[DIRECTIVE 1]: Which rows below contain the string "football"? Report each of those rows in full.

[EXCERPT TO READ]:
——

The later the auction, the higher the failure rate.
Polkadot's parachain slots will be sold through permissionless candle auctions, with some improvements made to this candle auction mechanism to ensure blockchain security.
Candle Auction Mechanism
A candle auction is a variant of an open ascending-price auction, where bidders submit increasingly higher bids, and the highest bidder at the end of the auction is considered the winner.
Candle auctions were originally used in the 16th century to sell ships, deriving their name from the "burning of a candle" that determined the auction’s opening period. When the flame went out and the candle extinguished, the auction would suddenly terminate, and the bidder active at that moment would win.
When implemented online, candle auctions require a random number to determine the termination time.
The parachain slot auction differs slightly from a traditional candle auction because it does not use randomness to determine the duration of its opening phase. Instead, it has a known open period, but at normal conclusion, the ending point is determined retroactively as having occurred at some earlier, randomly selected block. During the open phase, bids continue to be accepted, but later bids carry a higher risk of failure since the retroactively determined end block may precede the submission block.

——

[RECORDS PROVIDED]:
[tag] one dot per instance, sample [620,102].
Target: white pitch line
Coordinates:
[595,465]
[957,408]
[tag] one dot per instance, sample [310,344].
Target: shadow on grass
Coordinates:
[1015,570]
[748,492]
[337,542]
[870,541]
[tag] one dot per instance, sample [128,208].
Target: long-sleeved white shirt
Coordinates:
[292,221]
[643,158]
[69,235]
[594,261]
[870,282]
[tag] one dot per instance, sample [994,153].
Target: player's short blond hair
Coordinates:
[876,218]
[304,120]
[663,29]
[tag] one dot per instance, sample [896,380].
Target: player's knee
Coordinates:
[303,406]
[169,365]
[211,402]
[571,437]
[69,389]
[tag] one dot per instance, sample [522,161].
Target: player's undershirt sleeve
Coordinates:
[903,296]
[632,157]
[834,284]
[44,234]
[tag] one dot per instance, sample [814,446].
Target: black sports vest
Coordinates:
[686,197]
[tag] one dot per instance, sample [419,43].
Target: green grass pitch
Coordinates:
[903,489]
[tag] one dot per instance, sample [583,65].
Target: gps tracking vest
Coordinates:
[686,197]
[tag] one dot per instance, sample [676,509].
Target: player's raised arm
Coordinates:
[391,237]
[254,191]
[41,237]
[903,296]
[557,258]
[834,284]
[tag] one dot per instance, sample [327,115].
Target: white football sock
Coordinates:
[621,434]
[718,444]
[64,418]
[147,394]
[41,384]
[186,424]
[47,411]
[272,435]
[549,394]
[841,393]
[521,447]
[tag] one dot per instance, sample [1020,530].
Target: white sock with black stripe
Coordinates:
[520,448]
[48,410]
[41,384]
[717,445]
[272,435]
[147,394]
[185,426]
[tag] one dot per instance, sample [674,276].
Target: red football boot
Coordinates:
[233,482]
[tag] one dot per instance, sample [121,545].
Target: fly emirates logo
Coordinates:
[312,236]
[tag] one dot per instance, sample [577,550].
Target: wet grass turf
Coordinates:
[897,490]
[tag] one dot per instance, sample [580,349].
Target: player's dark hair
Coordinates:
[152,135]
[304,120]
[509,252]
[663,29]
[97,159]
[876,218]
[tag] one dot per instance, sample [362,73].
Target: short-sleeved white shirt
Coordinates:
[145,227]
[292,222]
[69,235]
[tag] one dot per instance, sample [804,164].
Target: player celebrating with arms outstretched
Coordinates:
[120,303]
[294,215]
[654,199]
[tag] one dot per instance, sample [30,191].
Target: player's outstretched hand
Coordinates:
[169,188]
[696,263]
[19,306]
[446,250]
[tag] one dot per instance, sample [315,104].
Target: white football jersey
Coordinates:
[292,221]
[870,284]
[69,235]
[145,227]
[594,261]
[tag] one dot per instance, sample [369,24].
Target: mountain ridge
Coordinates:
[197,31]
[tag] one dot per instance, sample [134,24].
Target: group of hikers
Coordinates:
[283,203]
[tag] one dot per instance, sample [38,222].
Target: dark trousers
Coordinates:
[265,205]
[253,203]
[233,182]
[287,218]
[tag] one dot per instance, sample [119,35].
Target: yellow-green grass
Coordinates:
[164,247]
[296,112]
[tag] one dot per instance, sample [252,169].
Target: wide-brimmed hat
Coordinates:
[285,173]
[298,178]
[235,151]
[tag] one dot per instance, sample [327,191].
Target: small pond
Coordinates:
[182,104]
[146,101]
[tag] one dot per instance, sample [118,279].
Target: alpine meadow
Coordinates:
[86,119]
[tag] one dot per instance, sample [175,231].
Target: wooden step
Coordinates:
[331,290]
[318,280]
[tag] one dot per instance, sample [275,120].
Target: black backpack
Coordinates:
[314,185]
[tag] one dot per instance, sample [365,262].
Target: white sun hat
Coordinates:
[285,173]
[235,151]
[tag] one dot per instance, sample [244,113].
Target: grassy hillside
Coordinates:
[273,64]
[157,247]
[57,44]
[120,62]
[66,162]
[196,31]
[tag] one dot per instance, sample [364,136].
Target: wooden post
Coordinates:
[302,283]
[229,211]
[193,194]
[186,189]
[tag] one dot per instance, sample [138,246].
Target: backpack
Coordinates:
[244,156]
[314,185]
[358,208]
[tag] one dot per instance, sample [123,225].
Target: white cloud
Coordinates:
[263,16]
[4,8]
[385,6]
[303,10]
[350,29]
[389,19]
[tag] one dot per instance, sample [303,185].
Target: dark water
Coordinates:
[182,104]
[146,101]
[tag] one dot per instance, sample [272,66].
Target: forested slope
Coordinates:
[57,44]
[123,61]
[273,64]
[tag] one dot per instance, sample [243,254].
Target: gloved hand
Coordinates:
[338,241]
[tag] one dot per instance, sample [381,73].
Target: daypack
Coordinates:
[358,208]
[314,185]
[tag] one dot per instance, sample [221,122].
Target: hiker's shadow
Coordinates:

——

[DIRECTIVE 2]: Rewrite the stretch of the candle auction passage from "The later the" through "the termination time.", putting "cargo vessels" wherever "ships" appears.

[FULL SOLUTION 1]:
Target: white football sock
Target: red football boot
Target: white football jersey

[FULL SOLUTION 2]:
The later the auction, the higher the failure rate.
Polkadot's parachain slots will be sold through permissionless candle auctions, with some improvements made to this candle auction mechanism to ensure blockchain security.
Candle Auction Mechanism
A candle auction is a variant of an open ascending-price auction, where bidders submit increasingly higher bids, and the highest bidder at the end of the auction is considered the winner.
Candle auctions were originally used in the 16th century to sell cargo vessels, deriving their name from the "burning of a candle" that determined the auction’s opening period. When the flame went out and the candle extinguished, the auction would suddenly terminate, and the bidder active at that moment would win.
When implemented online, candle auctions require a random number to determine the termination time.